Diffraction data of crystals of Symfoil-QG and Symfoil-II were collected using synchrotron radiation sources (λ = 1.00 Å) at beamlines in SPring-8 and KEK, Japan. The crystals were mounted using a nylon cryo-loop (Hampton Research) and were frozen in a liquid-nitrogen stream at 100 K. Diffraction data were collected and indexed, integrated and scaled using the HKL2000 software package (Otwinowski & Minor, 1997[Otwinowski, Z. & Minor, W. (1997). Methods Enzymol. 276, 307-326.]). A molecular replacement search for non-isomorphous space groups was carried out using the program Phaser from the CCP4 suite (McCoy et al., 2007[McCoy, A. J., Grosse-Kunstleve, R. W., Adams, P. D., Winn, M. D., Storoni, L. C. & Read, R. J. (2007). J. Appl. Cryst. 40, 658-674.]; Winn et al., 2011[Winn, M. D., Ballard, C. C., Cowtan, K. D., Dodson, E. J., Emsley, P., Evans, P. R., Keegan, R. M., Krissinel, E. B., Leslie, A. G. W., McCoy, A., McNicholas, S. J., Murshudov, G. N., Pannu, N. S., Potterton, E. A., Powell, H. R., Read, R. J., Vagin, A. & Wilson, K. S. (2011). Acta Cryst. D67, 235-242.]) and coordinates of Symfoil-4P de novo designed protein [Protein Data Bank (PDB) code 3o4d ] as a search model. Model building and visualization was performed using the X-tal View molecular graphics software (McRee, 1992[McRee, D. (1992). J. Mol. Graph. 10, 44-46.]). The PHENIX software package (Zwart et al., 2008[Zwart, P. H., Afonine, P. V., Grosse-Kunstleve, R. W., Hung, L. W., Ioerger, T. R., McCoy, A. J., McKee, E., Moriarty, N. W., Read, R. J., Sacchettini, J. C., Sauter, N. K., Storoni, L. C., Terwilliger, T. C. & Adams, P. D. (2008). Methods Mol. Biol. 426, 419-435.]) and the program REFMAC (Murshudov et al., 2011[Murshudov, G. N., Skubák, P., Lebedev, A. A., Pannu, N. S., Steiner, R. A., Nicholls, R. A., Winn, M. D., Long, F. & Vagin, A. A. (2011). Acta Cryst. D67, 355-367.]) were used for refinement, in which 5% of the data in the reflection files were set aside for Rfree calculations. The ARP/wARP automated procedure was used to add solvent molecules (Lamzin & Wilson, 1993[Lamzin, V. S. & Wilson, K. S. (1993). Acta Cryst. D49, 129-147.]). Atomic models were drawn using the graphics program Pymol (DeLano, 2002[DeLano, W. L. (2002). PyMOL, https://www.pymol.org .]).
____
- TASKS TO COMPLETE
1. In the passage on crystal diffraction methods, what share of the reflection data was held back for Rfree calculations?
2. Resume the passage on crystal diffraction methods from its final sentence.
The listing is not needed for anything here.

- EXCERPTED RECORDS
____
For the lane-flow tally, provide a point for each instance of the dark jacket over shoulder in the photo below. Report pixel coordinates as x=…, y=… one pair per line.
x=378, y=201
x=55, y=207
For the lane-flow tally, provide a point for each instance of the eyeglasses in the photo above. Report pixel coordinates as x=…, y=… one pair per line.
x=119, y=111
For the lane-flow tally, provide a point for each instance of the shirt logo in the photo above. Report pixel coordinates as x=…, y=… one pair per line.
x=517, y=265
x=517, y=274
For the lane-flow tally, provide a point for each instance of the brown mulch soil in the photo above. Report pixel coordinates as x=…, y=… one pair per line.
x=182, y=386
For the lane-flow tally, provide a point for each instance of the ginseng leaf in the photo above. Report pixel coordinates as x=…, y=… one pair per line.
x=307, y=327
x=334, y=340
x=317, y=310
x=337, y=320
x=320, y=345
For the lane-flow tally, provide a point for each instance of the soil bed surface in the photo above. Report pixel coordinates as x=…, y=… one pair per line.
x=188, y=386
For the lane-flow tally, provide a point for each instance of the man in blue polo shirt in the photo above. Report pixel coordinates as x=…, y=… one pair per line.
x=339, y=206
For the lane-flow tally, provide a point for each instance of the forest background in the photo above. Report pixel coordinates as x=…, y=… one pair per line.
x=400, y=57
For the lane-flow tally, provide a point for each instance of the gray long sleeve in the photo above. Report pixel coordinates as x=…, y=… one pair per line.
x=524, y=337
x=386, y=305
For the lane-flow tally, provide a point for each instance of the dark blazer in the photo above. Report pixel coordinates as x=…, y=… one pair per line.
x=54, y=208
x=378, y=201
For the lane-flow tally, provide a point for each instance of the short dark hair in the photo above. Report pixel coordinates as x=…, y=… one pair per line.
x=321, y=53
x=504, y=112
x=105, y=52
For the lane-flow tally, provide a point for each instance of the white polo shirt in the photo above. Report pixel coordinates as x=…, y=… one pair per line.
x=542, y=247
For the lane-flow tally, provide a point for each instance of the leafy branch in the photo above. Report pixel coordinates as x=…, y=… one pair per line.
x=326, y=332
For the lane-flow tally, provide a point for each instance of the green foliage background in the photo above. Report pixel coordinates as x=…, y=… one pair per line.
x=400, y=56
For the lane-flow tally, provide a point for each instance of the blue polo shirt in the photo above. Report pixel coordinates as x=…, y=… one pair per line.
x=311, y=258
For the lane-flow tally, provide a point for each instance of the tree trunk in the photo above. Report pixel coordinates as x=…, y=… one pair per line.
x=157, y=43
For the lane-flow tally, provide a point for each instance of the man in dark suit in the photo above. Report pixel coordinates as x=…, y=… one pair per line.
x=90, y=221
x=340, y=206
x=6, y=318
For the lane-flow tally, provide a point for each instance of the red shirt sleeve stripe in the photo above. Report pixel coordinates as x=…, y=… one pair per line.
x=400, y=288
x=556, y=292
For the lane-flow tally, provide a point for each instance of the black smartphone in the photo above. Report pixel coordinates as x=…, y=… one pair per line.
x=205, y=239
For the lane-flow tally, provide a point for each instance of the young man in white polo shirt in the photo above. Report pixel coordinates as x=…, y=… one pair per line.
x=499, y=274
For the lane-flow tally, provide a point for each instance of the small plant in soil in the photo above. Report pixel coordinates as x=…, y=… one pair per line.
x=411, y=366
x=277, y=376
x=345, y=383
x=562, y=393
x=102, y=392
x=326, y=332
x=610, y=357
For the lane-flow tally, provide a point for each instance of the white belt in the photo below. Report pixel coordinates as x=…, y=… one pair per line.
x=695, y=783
____
- ANSWERS BY TASK
1. 5%

2.
3. Results and discussion

Symfoil-II was designed based on the crystal structure of Symfoil-4P to have more perfect sequence repeats as shown in Fig. 1[link]. We first removed three NG (Asn–Gly) sequences by changing Asn58 and Asn100 to Ser or Gln and by deleting the Gly141–Asn142–Gly143 sequence to give a Symfoil-SG or Symfoil-QG, respectively, to protect from deamidation during the crystallization experiments. Then, we added a thrombin cut site and GQG sequence to the N-terminal of the first sequence repeat of Symfoil-QG to make His-Symfoil-II. After the removal of the N-terminal histidine tag of His-Symfoil-II, Symfoil-II will be expected to have three complete sequence repeats in one protein as shown in Fig. 1[link].

Symfoil-SG, Symfoil-QG and His-Symfoil-II were prepared after expression using the E. coli expression system. The purity of Symfoil-SG, Symfoil-QG and His-Symfoil-II with N-terminal histidine tag and Symfoil-II without N-terminal histidine tag was confirmed by SDS-PAGE (Fig. 2[link]). The SDS-PAGE showed that the molecular size of His-Symfoil-II (lane 5 and 10) was slightly smaller than those of Symfoil-4P (lane 2 and 7), Symfoil-QG (lane 3 and 8) and Symfoil-SG (lane 4 and 9) because of the removal of the N-terminal YKK sequence. After removal of the histidine tag, Symfoil-II became smaller than other Symfoils as seen in lane 11 with heat treatment. Without heat treatment, Symfoil-II looked extremely large (similar size to its dimer), suggesting that Symfoil-II might form a larger complex. To identify the actual molecular size of Symfoil-II, the molecular size was evaluated by gel filtration equipped with a multi-angle light-scattering detector. The molecular weight of Symfoil-II was, however, estimated to be 14 × 103, which is similar to the theoretical value (13932) for the monomeric Symfoil-II calculated from its primary structure. Although the mechanism for the size shift seen in SDS PAGE is still unclear, stabilization of Symfoil-II against the denaturation by SDS may be a part of the reason why this band shifts. Further assay of the melting experiment is under way.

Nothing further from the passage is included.